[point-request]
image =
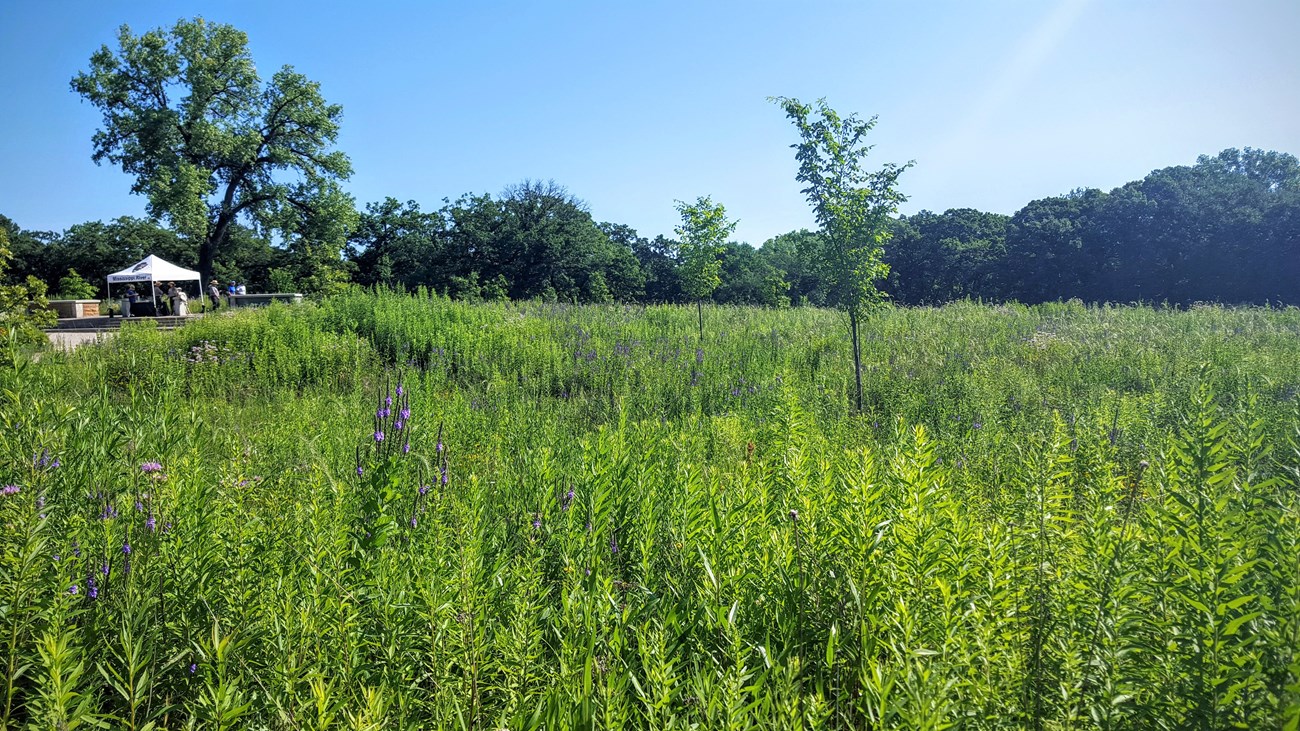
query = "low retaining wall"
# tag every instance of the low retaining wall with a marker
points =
(74, 307)
(263, 299)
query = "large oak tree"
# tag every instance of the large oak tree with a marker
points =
(209, 143)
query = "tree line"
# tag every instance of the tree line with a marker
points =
(1226, 229)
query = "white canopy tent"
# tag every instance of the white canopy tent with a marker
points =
(154, 269)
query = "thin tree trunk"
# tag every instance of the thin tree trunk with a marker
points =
(857, 357)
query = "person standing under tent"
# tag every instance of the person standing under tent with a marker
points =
(215, 293)
(129, 301)
(178, 299)
(163, 297)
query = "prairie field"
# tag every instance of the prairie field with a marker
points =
(402, 511)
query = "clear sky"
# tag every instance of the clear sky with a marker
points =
(635, 104)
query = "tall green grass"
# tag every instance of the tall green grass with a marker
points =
(1045, 518)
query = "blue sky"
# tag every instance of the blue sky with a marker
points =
(633, 106)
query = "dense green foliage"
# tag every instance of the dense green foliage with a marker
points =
(1226, 229)
(1047, 517)
(1221, 230)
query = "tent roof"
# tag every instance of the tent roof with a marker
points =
(152, 269)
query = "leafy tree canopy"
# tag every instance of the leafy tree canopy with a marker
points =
(209, 143)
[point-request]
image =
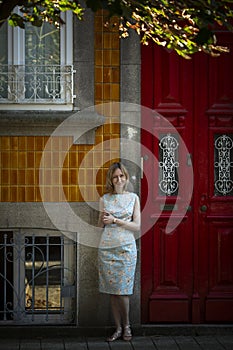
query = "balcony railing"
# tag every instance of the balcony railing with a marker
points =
(48, 84)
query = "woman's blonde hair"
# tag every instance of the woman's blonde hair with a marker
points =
(113, 167)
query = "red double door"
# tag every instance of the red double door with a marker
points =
(187, 275)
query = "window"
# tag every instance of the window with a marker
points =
(37, 278)
(36, 66)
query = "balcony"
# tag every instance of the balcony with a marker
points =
(37, 86)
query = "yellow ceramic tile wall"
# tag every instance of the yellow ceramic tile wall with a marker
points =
(81, 177)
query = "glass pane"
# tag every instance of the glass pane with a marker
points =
(168, 165)
(223, 165)
(4, 44)
(3, 61)
(42, 45)
(42, 60)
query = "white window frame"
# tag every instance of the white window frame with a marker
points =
(16, 56)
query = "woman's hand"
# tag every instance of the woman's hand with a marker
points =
(108, 218)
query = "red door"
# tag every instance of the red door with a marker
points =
(187, 276)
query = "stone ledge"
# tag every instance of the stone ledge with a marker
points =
(34, 123)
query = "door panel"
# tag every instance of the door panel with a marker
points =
(188, 276)
(166, 259)
(214, 125)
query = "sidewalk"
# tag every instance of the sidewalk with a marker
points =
(181, 338)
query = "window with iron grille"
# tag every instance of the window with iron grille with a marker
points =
(36, 66)
(38, 278)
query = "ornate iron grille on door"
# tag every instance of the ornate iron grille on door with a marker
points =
(168, 164)
(223, 165)
(38, 278)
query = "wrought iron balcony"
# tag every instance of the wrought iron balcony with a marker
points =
(36, 84)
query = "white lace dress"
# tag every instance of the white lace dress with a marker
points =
(117, 249)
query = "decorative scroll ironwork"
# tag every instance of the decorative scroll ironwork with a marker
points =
(168, 164)
(35, 279)
(223, 165)
(36, 84)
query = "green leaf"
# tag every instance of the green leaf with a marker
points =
(204, 36)
(16, 20)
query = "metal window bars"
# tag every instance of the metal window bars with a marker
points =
(38, 278)
(34, 84)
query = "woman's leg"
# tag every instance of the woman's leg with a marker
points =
(123, 302)
(116, 310)
(117, 318)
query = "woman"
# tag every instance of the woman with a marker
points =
(120, 217)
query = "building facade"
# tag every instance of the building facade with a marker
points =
(49, 276)
(74, 100)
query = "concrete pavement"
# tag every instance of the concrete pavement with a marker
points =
(151, 338)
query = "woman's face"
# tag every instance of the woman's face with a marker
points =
(118, 180)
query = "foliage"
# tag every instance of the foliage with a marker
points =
(185, 26)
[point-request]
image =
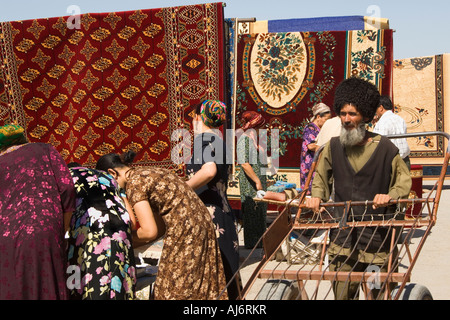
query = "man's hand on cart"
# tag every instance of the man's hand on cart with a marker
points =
(313, 204)
(381, 200)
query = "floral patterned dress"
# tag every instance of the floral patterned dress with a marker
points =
(214, 196)
(100, 239)
(190, 267)
(254, 214)
(35, 190)
(309, 136)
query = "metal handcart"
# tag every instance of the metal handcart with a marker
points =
(302, 236)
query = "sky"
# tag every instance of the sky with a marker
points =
(422, 28)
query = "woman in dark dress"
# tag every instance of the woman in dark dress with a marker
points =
(208, 172)
(36, 192)
(190, 266)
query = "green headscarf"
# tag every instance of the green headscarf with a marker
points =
(213, 113)
(11, 134)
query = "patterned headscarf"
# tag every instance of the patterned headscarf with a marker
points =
(11, 134)
(252, 119)
(213, 113)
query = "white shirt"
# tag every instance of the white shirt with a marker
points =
(390, 124)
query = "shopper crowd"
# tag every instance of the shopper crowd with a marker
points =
(69, 232)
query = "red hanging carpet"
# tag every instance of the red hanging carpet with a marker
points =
(121, 81)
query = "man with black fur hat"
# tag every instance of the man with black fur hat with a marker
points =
(363, 166)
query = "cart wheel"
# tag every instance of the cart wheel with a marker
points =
(413, 291)
(278, 290)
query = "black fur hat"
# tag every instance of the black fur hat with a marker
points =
(359, 93)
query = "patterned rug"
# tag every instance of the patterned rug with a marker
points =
(282, 75)
(419, 98)
(113, 82)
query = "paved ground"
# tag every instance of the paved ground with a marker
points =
(433, 263)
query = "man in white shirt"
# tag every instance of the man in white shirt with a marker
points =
(390, 123)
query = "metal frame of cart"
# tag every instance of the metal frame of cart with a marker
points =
(302, 274)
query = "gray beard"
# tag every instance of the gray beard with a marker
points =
(352, 137)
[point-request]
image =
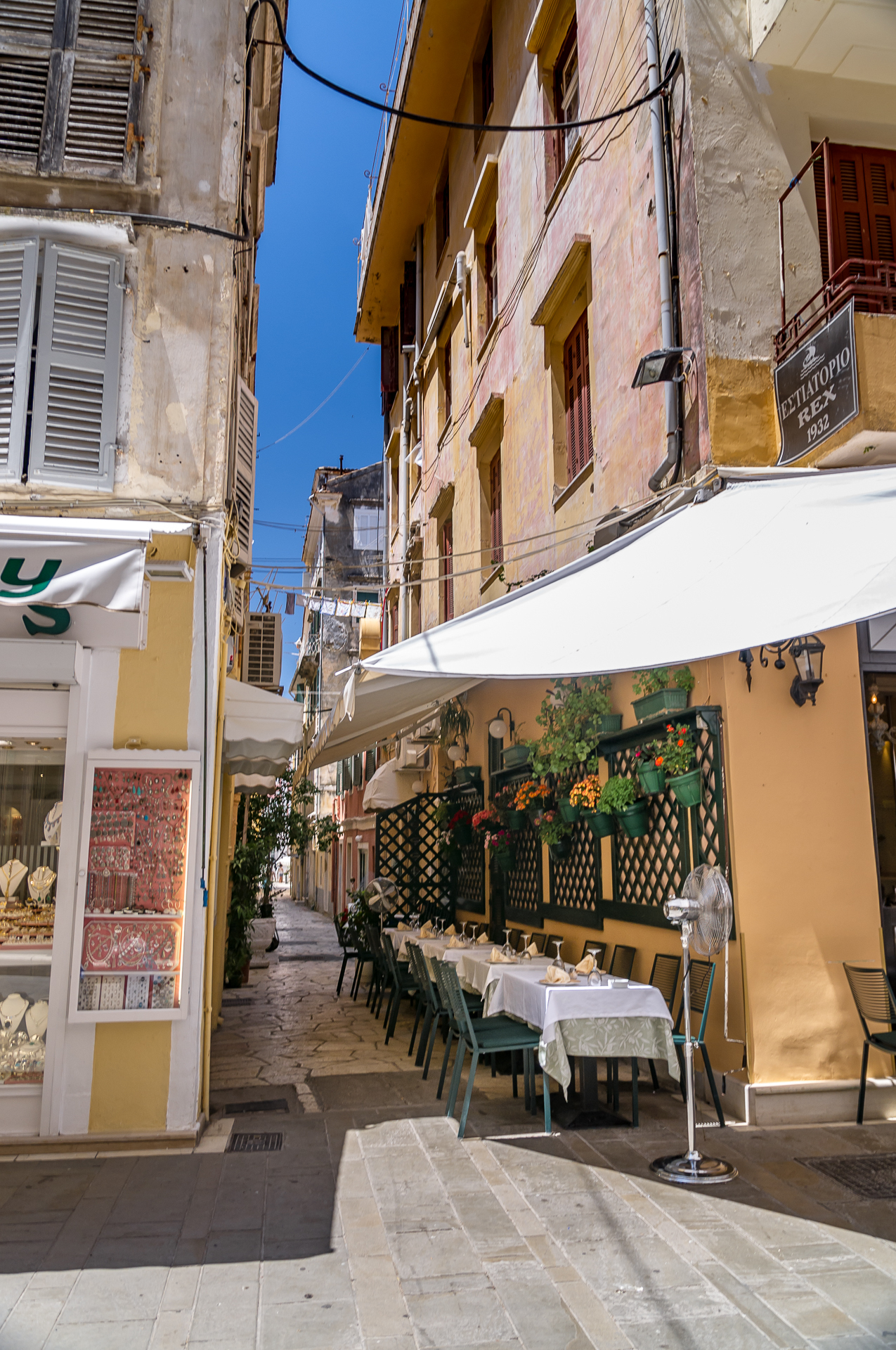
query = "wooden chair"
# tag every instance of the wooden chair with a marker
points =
(664, 977)
(875, 1002)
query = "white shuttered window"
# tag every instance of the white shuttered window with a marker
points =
(76, 385)
(18, 285)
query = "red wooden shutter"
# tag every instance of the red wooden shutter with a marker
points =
(447, 570)
(578, 399)
(880, 186)
(497, 523)
(852, 236)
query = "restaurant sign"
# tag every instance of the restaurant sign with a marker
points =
(817, 388)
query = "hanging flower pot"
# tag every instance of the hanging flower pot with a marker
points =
(560, 849)
(689, 788)
(652, 778)
(635, 820)
(601, 824)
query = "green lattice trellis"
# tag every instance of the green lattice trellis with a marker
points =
(644, 870)
(408, 852)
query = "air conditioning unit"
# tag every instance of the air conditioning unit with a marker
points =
(264, 651)
(410, 754)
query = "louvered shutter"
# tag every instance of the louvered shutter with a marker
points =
(880, 186)
(578, 399)
(849, 204)
(26, 42)
(18, 285)
(76, 385)
(243, 478)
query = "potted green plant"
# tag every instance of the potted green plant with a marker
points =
(555, 832)
(620, 797)
(659, 690)
(651, 767)
(586, 795)
(679, 752)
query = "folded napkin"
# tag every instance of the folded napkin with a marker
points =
(554, 975)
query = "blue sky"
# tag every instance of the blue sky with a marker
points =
(308, 273)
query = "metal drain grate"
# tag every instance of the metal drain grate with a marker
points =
(255, 1143)
(257, 1107)
(868, 1175)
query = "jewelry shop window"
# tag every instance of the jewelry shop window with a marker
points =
(32, 779)
(134, 886)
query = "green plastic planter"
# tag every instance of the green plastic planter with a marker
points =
(652, 779)
(664, 701)
(635, 820)
(689, 788)
(601, 824)
(514, 757)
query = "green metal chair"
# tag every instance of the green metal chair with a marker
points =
(664, 977)
(623, 962)
(401, 982)
(490, 1036)
(702, 977)
(875, 1002)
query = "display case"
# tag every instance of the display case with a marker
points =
(134, 886)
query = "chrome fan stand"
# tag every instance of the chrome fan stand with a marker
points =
(690, 1168)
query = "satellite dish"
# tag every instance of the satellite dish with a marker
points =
(382, 895)
(705, 914)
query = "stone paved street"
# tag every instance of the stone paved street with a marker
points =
(374, 1228)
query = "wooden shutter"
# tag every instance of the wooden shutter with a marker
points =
(880, 186)
(497, 515)
(578, 399)
(447, 570)
(76, 384)
(242, 489)
(18, 287)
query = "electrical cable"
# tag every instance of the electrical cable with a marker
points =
(436, 122)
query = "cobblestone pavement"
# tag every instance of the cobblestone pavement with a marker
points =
(375, 1228)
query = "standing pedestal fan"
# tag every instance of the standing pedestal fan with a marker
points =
(705, 915)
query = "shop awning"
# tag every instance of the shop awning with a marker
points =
(374, 708)
(261, 732)
(53, 560)
(770, 557)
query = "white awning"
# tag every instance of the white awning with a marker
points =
(390, 786)
(53, 560)
(374, 708)
(772, 557)
(261, 731)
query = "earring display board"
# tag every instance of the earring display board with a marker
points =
(134, 886)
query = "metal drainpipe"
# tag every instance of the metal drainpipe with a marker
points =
(663, 236)
(403, 506)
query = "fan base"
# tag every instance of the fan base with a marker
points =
(694, 1171)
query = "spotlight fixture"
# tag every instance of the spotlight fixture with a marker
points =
(663, 366)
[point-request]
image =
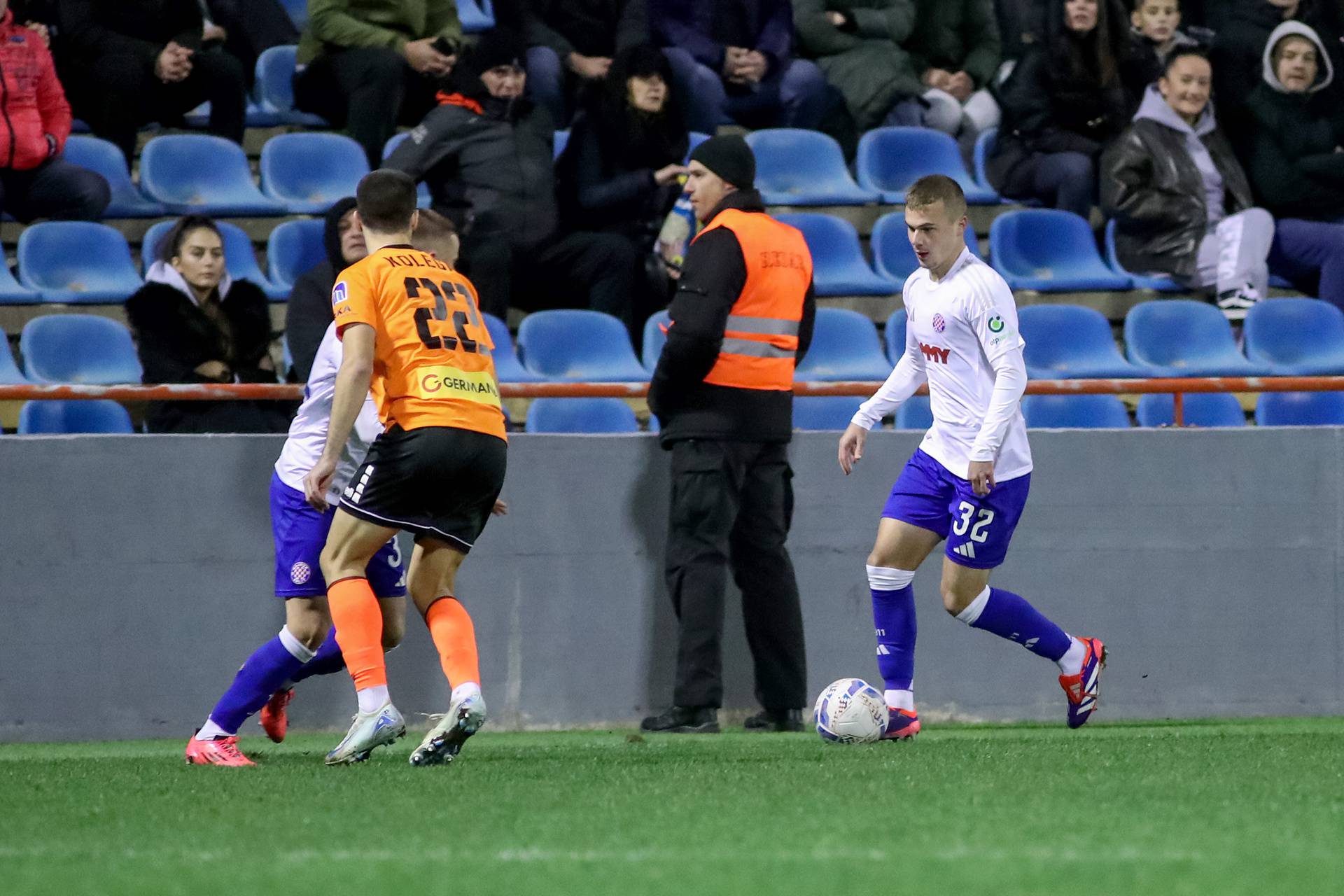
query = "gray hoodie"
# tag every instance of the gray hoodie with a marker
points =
(1326, 69)
(1155, 109)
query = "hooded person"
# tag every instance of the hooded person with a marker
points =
(309, 308)
(1294, 160)
(487, 155)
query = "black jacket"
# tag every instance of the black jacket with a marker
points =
(687, 407)
(488, 166)
(1154, 190)
(174, 337)
(309, 311)
(1046, 112)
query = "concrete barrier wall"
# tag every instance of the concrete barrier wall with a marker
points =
(136, 575)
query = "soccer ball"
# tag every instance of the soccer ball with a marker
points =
(851, 711)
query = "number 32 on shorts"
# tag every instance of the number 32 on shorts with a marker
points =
(979, 532)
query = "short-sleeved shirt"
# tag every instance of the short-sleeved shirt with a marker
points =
(432, 354)
(958, 327)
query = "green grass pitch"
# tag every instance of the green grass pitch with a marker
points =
(1156, 809)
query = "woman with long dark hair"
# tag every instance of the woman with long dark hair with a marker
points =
(195, 324)
(1065, 101)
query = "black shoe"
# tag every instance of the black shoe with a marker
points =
(685, 720)
(776, 720)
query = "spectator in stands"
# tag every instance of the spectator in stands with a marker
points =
(309, 308)
(1156, 35)
(195, 324)
(131, 62)
(1183, 204)
(486, 153)
(858, 45)
(732, 61)
(368, 65)
(571, 45)
(1063, 102)
(622, 171)
(956, 50)
(35, 182)
(1296, 160)
(1240, 48)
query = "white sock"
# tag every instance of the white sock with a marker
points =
(296, 648)
(372, 699)
(210, 731)
(465, 690)
(1072, 663)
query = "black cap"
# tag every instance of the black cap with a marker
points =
(730, 158)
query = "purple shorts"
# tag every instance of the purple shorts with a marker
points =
(300, 533)
(977, 528)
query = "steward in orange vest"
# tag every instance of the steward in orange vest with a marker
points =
(723, 393)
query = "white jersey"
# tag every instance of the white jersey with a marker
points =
(958, 327)
(308, 429)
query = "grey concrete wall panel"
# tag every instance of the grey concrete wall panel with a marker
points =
(136, 577)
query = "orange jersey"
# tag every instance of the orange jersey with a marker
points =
(432, 352)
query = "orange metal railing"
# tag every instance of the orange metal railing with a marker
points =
(272, 391)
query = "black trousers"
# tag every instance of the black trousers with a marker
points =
(118, 94)
(732, 507)
(366, 90)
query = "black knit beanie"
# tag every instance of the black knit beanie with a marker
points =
(730, 158)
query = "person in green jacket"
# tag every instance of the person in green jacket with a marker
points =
(1296, 159)
(368, 65)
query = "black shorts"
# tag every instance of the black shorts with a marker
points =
(437, 481)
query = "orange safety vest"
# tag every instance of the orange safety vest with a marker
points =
(761, 339)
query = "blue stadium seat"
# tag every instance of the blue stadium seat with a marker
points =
(914, 413)
(198, 174)
(308, 172)
(1051, 251)
(239, 255)
(827, 413)
(581, 415)
(507, 365)
(655, 337)
(106, 159)
(476, 15)
(77, 261)
(1296, 336)
(575, 346)
(804, 168)
(844, 347)
(1300, 409)
(13, 293)
(276, 88)
(894, 335)
(80, 415)
(293, 248)
(891, 159)
(78, 348)
(891, 251)
(422, 197)
(10, 372)
(1158, 282)
(838, 264)
(1075, 413)
(1184, 337)
(1199, 409)
(1070, 342)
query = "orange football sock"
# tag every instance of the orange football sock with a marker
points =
(359, 630)
(454, 636)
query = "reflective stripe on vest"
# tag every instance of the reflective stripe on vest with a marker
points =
(761, 337)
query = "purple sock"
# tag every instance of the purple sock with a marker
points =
(894, 620)
(1008, 615)
(260, 678)
(326, 662)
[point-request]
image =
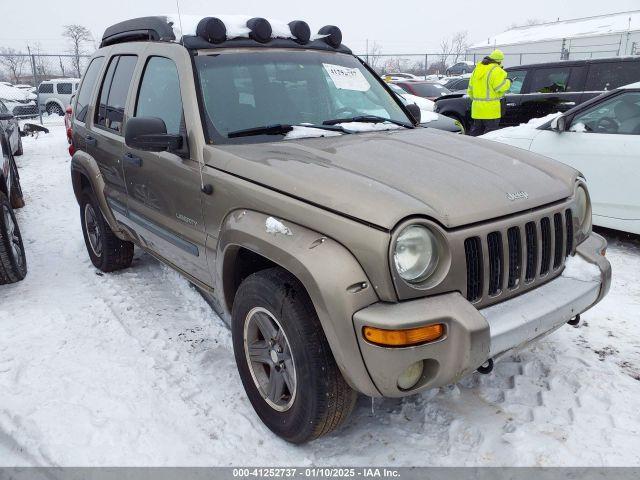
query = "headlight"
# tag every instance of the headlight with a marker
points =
(415, 254)
(583, 209)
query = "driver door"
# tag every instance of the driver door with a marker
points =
(603, 142)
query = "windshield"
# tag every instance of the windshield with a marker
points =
(248, 90)
(430, 89)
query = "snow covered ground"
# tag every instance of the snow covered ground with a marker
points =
(133, 368)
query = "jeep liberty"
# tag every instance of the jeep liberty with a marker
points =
(348, 248)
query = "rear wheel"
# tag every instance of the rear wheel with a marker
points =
(13, 263)
(107, 252)
(284, 359)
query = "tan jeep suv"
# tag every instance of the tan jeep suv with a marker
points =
(349, 249)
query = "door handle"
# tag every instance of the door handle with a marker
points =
(132, 161)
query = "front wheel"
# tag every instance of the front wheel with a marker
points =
(107, 252)
(284, 359)
(13, 263)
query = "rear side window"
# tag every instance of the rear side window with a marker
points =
(84, 96)
(160, 93)
(114, 91)
(607, 76)
(550, 80)
(64, 89)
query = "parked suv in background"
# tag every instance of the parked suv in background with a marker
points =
(541, 89)
(54, 96)
(461, 68)
(13, 264)
(349, 249)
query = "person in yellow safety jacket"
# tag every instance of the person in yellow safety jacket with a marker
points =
(487, 86)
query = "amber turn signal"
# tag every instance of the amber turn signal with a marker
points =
(403, 338)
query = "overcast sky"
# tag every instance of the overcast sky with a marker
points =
(409, 26)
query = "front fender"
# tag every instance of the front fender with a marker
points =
(333, 278)
(85, 170)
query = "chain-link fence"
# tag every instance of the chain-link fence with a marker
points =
(428, 65)
(35, 83)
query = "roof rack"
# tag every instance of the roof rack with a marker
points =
(139, 29)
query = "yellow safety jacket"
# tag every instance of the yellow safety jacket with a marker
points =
(487, 85)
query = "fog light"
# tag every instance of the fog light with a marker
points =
(410, 376)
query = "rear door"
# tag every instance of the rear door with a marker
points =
(105, 139)
(551, 90)
(164, 188)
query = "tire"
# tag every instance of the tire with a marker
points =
(16, 197)
(107, 252)
(20, 150)
(55, 109)
(321, 399)
(13, 263)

__________

▶ [Problem statement]:
Count the lines in the rows above that contain the string "headscarf", and give only that number.

▶ [Task answer]:
4